**EXERCISE TASK**
Echo back the lines starting with the line that contains "Provide the segmentation of every instance of the dragonfly head" and going on through the line that contains "69), (103, 72)]", both included. Leave the pictures out.

— START OF DATASET ENTRIES —

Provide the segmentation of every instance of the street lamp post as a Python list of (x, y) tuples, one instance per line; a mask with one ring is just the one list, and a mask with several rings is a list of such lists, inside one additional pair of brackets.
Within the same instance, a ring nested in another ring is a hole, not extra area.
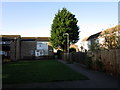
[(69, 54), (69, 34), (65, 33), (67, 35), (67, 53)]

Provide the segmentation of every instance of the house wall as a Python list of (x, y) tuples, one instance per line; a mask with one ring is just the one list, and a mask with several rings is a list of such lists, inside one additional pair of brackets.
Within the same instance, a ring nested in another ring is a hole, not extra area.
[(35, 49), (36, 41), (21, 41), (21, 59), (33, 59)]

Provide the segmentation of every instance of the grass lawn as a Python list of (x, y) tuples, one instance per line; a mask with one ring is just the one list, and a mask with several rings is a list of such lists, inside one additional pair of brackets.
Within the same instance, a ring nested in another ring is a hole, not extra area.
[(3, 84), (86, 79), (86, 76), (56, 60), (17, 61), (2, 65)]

— END OF DATASET ENTRIES —
— START OF DATASET ENTRIES —

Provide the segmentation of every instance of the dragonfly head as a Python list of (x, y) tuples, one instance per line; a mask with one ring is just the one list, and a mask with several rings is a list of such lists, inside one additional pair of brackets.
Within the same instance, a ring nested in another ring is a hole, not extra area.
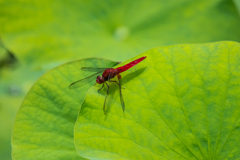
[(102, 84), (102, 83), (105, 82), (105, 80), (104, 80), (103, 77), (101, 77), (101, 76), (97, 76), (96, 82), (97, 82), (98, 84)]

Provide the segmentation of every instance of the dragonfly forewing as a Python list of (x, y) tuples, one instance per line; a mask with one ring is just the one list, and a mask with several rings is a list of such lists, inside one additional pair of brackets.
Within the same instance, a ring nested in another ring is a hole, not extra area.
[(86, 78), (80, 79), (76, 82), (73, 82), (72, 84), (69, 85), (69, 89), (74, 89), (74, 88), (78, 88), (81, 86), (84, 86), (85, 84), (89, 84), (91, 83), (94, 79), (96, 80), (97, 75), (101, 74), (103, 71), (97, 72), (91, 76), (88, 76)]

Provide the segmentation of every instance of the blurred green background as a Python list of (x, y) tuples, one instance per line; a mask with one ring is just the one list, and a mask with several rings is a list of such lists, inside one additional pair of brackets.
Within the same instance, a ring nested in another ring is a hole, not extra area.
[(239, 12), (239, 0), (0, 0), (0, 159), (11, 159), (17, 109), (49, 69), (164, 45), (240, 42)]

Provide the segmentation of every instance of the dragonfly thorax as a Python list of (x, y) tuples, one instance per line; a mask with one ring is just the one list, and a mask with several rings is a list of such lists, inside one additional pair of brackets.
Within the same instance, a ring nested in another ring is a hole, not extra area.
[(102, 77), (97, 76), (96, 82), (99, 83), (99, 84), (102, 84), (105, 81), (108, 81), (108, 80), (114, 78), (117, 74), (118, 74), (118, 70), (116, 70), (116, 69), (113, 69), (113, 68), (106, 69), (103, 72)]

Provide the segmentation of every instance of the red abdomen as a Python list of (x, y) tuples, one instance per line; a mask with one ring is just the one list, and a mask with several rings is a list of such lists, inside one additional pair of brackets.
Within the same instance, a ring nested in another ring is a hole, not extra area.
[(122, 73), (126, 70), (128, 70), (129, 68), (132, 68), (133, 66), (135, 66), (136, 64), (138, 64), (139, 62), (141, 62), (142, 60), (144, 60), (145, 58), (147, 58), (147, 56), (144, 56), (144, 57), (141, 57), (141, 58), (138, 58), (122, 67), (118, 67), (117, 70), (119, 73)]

— END OF DATASET ENTRIES —
— START OF DATASET ENTRIES —

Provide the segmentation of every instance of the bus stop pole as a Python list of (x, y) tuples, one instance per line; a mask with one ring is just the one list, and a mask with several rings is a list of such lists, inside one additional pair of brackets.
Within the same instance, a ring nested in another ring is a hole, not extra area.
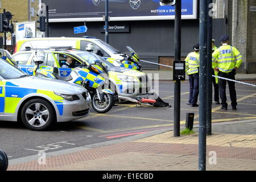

— END OF DATASET ENTRIES —

**EXERCISE ANSWER**
Provide the segmentation of every instance of the dragonfly head as a Python list of (x, y) tuples, one instance per line; a mask with one ring is just the one list, and a mask with several rings is a list of such lists, inside one additional pair of brackets.
Within the same instance, a ring nested in another ring is a hole, not extra area.
[(102, 84), (102, 83), (105, 82), (105, 80), (104, 80), (103, 77), (101, 77), (101, 76), (97, 76), (96, 82), (97, 82), (98, 84)]

Provide the segmentation of every instance of the dragonfly forewing as a Python list of (x, y) tuples, one instance per line; a mask with one ring is just the one list, and a mask with several rings is a list of such lists, inside one additional pair of brackets.
Within the same instance, a ring nested in another ring is a hole, not extra area.
[(86, 78), (80, 79), (76, 82), (73, 82), (72, 84), (69, 85), (69, 89), (74, 89), (74, 88), (78, 88), (81, 86), (84, 86), (85, 84), (89, 84), (91, 83), (94, 79), (96, 80), (97, 75), (101, 74), (103, 71), (97, 72), (91, 76), (88, 76)]

Provide the segmentation of every instance of the blurred green background as a Python list of (x, y) tuples, one instance per line; a mask with one ring is just the one list, and a mask with several rings is a list of such lists, inside one additional pair of brackets.
Within the same instance, a ring nested in another ring is a hole, not extra area.
[(239, 12), (239, 0), (0, 0), (0, 159), (11, 159), (17, 109), (49, 69), (164, 45), (240, 42)]

Provide the segmentation of every instance of the dragonfly thorax as a Python list of (x, y) tuples, one instance per line; a mask with one ring is just the one list, and a mask with several rings is a list of such lists, inside one additional pair of brackets.
Within the same instance, a ring nested in another ring is a hole, not extra area.
[(102, 77), (97, 76), (96, 82), (99, 83), (99, 84), (102, 84), (105, 81), (108, 81), (108, 80), (114, 78), (117, 74), (118, 74), (118, 70), (116, 70), (116, 69), (113, 69), (113, 68), (106, 69), (103, 72)]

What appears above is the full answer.